INSTRUCTIONS FOR THE TASK: Change "marble" to "granite" in the items below, from the line with "Data labeling task — object class: raspberry jam" through the end of the items, and keep everything else the same.

PROVIDED DATA:
-- Begin --

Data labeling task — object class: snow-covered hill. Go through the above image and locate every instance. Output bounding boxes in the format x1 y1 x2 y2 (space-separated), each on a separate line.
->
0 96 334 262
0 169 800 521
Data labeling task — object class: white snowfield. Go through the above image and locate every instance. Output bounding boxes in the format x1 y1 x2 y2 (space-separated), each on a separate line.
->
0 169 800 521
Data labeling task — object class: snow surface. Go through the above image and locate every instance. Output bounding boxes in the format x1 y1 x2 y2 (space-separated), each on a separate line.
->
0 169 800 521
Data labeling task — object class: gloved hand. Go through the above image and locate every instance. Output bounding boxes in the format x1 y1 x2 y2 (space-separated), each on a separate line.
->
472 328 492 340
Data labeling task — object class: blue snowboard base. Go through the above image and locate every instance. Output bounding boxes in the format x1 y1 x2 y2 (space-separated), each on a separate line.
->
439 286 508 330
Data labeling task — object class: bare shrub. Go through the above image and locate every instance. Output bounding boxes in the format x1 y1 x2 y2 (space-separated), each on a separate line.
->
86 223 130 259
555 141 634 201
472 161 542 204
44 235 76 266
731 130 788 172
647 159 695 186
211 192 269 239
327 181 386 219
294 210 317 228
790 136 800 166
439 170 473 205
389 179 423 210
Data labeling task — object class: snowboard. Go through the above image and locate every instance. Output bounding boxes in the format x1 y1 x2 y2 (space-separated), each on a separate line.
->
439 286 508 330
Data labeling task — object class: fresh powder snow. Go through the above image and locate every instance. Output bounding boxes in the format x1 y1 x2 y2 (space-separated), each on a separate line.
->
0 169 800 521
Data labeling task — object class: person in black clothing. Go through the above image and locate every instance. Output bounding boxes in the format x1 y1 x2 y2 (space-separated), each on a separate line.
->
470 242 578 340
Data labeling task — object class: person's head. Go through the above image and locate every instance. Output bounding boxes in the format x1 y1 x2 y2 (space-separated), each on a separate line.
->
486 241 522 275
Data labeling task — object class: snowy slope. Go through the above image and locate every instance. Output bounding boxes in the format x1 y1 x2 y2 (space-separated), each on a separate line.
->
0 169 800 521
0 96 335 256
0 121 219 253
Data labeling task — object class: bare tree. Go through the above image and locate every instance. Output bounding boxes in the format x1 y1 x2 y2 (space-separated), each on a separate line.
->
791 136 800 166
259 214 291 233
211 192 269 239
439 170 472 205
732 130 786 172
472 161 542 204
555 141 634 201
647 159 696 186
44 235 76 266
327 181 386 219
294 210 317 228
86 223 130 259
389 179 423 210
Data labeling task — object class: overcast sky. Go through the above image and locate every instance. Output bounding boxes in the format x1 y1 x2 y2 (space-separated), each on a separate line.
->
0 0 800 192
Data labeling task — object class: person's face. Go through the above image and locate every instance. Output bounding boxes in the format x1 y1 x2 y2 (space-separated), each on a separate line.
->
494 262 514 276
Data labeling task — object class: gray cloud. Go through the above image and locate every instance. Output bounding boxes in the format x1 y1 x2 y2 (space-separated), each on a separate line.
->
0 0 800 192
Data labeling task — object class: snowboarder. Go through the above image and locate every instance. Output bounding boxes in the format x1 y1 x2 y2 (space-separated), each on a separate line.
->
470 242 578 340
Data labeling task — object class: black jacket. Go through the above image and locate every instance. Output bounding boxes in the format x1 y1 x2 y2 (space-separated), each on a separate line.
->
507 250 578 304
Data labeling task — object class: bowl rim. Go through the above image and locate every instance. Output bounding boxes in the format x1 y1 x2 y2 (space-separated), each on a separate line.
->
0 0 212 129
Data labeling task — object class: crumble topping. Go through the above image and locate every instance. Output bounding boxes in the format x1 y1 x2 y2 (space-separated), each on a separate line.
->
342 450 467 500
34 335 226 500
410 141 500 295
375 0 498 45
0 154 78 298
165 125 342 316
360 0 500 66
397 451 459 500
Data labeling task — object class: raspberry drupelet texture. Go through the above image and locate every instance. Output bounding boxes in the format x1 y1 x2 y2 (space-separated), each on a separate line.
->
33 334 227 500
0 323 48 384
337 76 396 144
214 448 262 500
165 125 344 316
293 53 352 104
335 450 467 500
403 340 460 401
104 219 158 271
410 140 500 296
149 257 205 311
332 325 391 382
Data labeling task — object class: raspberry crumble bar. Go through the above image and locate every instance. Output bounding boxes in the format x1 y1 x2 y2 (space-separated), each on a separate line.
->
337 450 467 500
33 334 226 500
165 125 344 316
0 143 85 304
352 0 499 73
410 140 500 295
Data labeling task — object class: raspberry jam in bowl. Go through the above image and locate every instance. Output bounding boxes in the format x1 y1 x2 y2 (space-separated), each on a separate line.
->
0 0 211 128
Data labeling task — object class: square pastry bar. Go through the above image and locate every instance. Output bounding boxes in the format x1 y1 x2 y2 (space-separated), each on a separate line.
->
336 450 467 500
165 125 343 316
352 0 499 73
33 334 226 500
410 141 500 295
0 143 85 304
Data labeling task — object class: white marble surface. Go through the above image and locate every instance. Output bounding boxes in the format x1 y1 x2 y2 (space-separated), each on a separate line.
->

-- End --

WRITTEN SOLUTION:
Data labeling task — object class: raspberry jam in bowl. Go through the above image and locate every instance. Output bounding boxes in the format x1 y1 x2 y2 (space-separated), each on a separate line.
->
0 0 211 128
Data labeling task — object class: square pastry bar. Go through the above image and locate every instance. Output bounding boxes in the format x1 y1 x2 y2 (space-separated), each on a separate line.
->
336 450 467 500
165 125 343 316
352 0 499 73
33 334 226 500
410 141 500 295
0 143 85 304
Data labeling task — object class: white granite surface. Go through the above image and locate every instance. Output bounding boxes in the format x1 y1 x2 y2 (space-separated), each on a separate line.
->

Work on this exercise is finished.